The entries that follow need to be reproduced exactly, minus any images.

------ Data for the task ------

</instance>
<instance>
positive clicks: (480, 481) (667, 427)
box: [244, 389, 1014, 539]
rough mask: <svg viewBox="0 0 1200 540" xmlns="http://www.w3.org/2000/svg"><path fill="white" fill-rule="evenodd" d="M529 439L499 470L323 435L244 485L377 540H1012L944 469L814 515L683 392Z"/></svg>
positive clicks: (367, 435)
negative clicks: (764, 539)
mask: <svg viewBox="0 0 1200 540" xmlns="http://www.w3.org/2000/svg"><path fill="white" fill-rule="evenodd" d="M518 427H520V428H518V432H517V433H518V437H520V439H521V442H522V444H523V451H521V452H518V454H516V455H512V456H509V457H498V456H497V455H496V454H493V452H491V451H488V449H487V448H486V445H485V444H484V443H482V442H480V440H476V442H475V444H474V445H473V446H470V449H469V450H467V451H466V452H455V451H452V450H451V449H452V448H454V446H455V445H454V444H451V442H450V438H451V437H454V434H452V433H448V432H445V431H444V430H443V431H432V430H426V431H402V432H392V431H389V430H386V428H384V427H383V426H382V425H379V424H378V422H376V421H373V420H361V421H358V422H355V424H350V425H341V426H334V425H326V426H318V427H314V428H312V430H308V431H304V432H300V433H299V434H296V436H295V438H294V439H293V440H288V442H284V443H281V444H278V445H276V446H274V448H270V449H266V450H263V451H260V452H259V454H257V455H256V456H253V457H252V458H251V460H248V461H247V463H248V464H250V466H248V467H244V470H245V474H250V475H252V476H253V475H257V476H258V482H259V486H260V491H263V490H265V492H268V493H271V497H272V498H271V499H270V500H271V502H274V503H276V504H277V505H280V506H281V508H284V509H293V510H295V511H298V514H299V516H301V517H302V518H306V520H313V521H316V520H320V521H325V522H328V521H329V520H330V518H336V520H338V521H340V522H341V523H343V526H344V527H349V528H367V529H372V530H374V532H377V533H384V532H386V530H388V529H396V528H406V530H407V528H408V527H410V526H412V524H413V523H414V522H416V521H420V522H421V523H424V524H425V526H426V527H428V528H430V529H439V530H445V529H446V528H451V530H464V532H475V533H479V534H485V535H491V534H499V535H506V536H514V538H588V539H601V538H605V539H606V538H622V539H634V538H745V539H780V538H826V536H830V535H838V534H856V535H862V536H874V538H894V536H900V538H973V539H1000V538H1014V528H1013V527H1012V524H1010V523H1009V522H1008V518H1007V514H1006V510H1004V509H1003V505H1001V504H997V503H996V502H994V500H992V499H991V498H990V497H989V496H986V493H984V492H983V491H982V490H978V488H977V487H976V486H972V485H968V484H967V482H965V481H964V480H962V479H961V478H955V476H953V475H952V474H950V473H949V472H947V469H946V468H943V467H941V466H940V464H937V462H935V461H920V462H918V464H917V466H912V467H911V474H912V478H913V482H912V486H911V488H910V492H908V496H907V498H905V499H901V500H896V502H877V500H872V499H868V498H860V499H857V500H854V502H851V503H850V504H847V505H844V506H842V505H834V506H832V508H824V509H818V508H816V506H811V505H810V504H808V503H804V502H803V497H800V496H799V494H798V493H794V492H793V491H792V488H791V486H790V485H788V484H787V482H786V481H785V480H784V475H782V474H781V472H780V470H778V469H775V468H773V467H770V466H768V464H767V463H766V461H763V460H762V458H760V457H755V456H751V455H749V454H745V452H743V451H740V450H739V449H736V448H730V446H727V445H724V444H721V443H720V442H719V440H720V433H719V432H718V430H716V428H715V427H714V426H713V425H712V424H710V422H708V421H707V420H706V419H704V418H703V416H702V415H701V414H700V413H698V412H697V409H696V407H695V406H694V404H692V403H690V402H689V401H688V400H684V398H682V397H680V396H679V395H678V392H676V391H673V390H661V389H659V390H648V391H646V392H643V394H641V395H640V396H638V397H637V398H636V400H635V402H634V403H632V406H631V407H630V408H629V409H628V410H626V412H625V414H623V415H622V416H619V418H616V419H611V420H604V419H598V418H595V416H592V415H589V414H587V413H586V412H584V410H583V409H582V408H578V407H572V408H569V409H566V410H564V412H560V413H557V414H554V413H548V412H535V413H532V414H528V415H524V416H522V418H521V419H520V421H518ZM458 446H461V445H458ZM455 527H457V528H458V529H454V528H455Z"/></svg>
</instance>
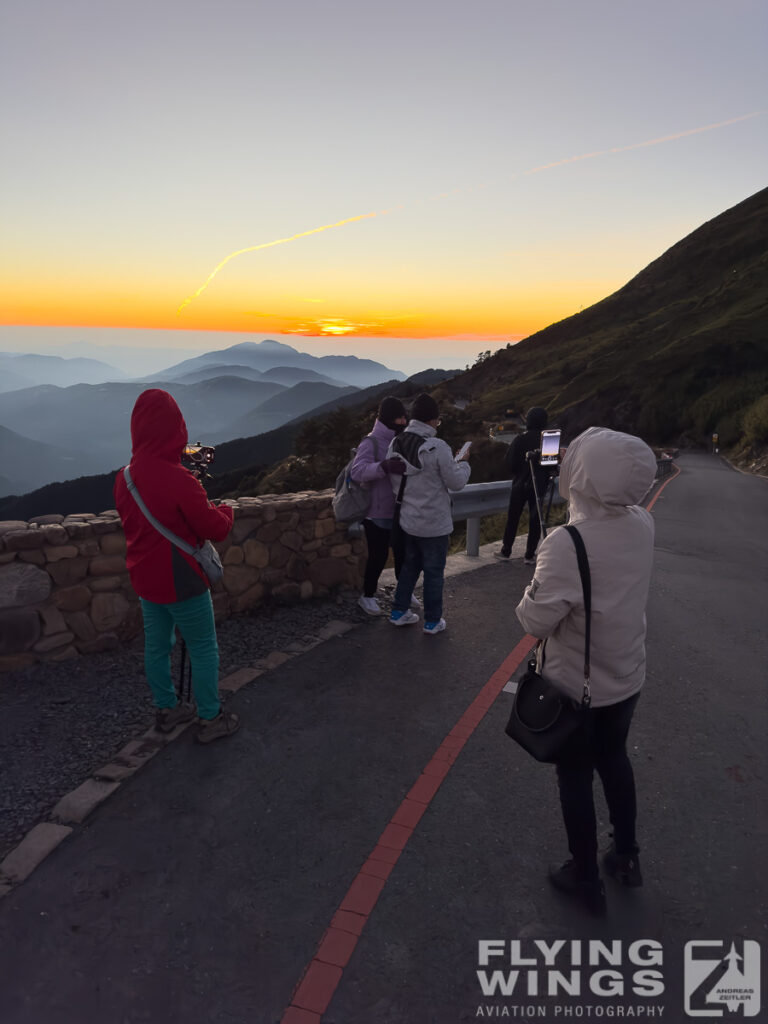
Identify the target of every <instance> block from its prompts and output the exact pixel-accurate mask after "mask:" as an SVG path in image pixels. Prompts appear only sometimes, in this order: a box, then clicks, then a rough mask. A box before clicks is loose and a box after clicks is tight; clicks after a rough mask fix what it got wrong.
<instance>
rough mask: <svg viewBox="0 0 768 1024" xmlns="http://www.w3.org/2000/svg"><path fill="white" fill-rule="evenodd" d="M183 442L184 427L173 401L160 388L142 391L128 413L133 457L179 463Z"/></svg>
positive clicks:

------

Answer to this problem ▸
</instance>
<instance>
positive clicks: (480, 481) (667, 427)
box: [244, 389, 1014, 539]
rough mask: <svg viewBox="0 0 1200 540" xmlns="http://www.w3.org/2000/svg"><path fill="white" fill-rule="evenodd" d="M529 439L499 470L323 435L244 485L377 540H1012L944 469L814 515L683 392Z"/></svg>
positive clicks: (367, 435)
negative clicks: (764, 539)
mask: <svg viewBox="0 0 1200 540" xmlns="http://www.w3.org/2000/svg"><path fill="white" fill-rule="evenodd" d="M518 427H520V428H518V432H517V433H518V437H520V439H521V442H522V444H523V451H521V452H518V454H516V455H512V456H509V457H498V456H497V455H496V454H493V452H491V451H488V449H487V448H486V445H485V444H484V443H482V442H480V440H476V442H475V444H474V445H473V446H470V449H469V450H467V451H466V452H455V451H452V450H451V449H452V448H454V446H455V445H454V444H451V442H450V438H451V437H454V434H452V433H448V432H445V431H444V430H443V431H432V430H426V431H402V432H392V431H389V430H386V428H384V427H383V426H382V425H379V424H378V422H376V421H373V420H361V421H358V422H355V424H350V425H341V426H334V425H326V426H318V427H314V428H312V430H308V431H304V432H300V433H299V434H296V436H295V438H294V439H293V440H288V442H284V443H281V444H278V445H276V446H274V448H270V449H266V450H263V451H260V452H259V454H257V455H256V456H253V457H252V458H251V460H248V461H247V463H248V464H250V466H248V467H244V470H245V474H250V475H252V476H253V475H257V476H258V482H259V486H260V491H263V490H265V492H268V493H271V497H272V498H271V499H270V500H271V502H274V503H276V504H277V505H280V506H281V508H284V509H293V510H295V511H298V514H299V516H301V517H302V518H306V520H313V521H316V520H320V521H325V522H328V521H329V520H330V518H336V520H338V521H340V522H341V523H343V526H344V527H349V528H367V529H372V530H374V532H377V533H384V532H386V530H388V529H396V528H406V530H407V528H408V527H410V526H412V524H413V523H414V522H416V521H420V522H421V523H424V524H425V526H426V527H428V528H430V529H439V530H445V529H446V528H451V530H464V532H475V533H479V534H485V535H491V534H499V535H506V536H514V538H588V539H601V538H605V539H606V538H622V539H634V538H745V539H780V538H826V536H830V535H838V534H856V535H862V536H874V538H894V536H900V538H973V539H1000V538H1014V528H1013V527H1012V524H1010V523H1009V522H1008V518H1007V514H1006V510H1004V509H1003V505H1001V504H997V503H996V502H994V500H992V499H991V498H990V497H989V496H986V493H984V492H983V491H982V490H978V488H977V487H976V486H972V485H968V484H967V482H965V481H964V480H962V479H961V478H955V476H953V475H952V474H950V473H949V472H947V469H946V468H943V467H941V466H940V464H937V462H935V461H920V462H918V464H917V466H912V467H911V474H912V478H913V482H912V486H911V488H910V492H908V496H907V498H905V499H901V500H896V502H877V500H872V499H868V498H860V499H857V500H854V502H851V503H850V504H847V505H844V506H842V505H834V506H832V508H824V509H818V508H816V506H811V505H810V504H808V503H804V502H803V497H800V496H799V494H798V493H794V492H793V491H792V488H791V486H790V485H788V484H787V482H786V481H785V480H784V475H782V474H781V472H780V470H778V469H775V468H773V467H770V466H768V464H767V463H766V461H763V460H762V458H760V457H755V456H751V455H749V454H745V452H743V451H740V450H739V449H736V448H730V446H727V445H724V444H721V443H720V442H719V440H720V433H719V432H718V430H716V428H715V427H714V426H713V425H712V424H710V422H708V421H707V420H706V419H704V418H703V416H702V415H701V414H700V413H698V412H697V409H696V407H695V406H694V404H692V403H690V402H689V401H688V400H684V398H682V397H680V396H679V395H678V392H676V391H673V390H661V389H659V390H648V391H646V392H643V394H641V395H640V396H638V397H637V398H636V400H635V402H634V403H632V406H631V407H630V408H629V409H628V410H626V412H625V414H623V415H622V416H619V418H616V419H611V420H604V419H598V418H595V416H592V415H589V414H587V413H586V412H584V410H583V409H582V408H578V407H572V408H569V409H566V410H564V412H560V413H557V414H554V413H548V412H535V413H532V414H528V415H524V416H522V418H521V419H520V421H518ZM458 446H461V445H458ZM455 527H457V528H458V529H454V528H455Z"/></svg>
</instance>
Identify the target of every <instance> block from its prompts and output the exact pixel-accurate mask after "mask:" as an SVG path in image pixels. Prompts appear only sometimes, in this order: a box, then clicks, then a rough mask. A box before clicks is loose and a box after clicks is tight; clicks after a rough mask fix what it got wrong.
<instance>
rough mask: <svg viewBox="0 0 768 1024" xmlns="http://www.w3.org/2000/svg"><path fill="white" fill-rule="evenodd" d="M183 442L184 427L173 401L160 388L142 391L128 413L133 457L179 463Z"/></svg>
positive clicks:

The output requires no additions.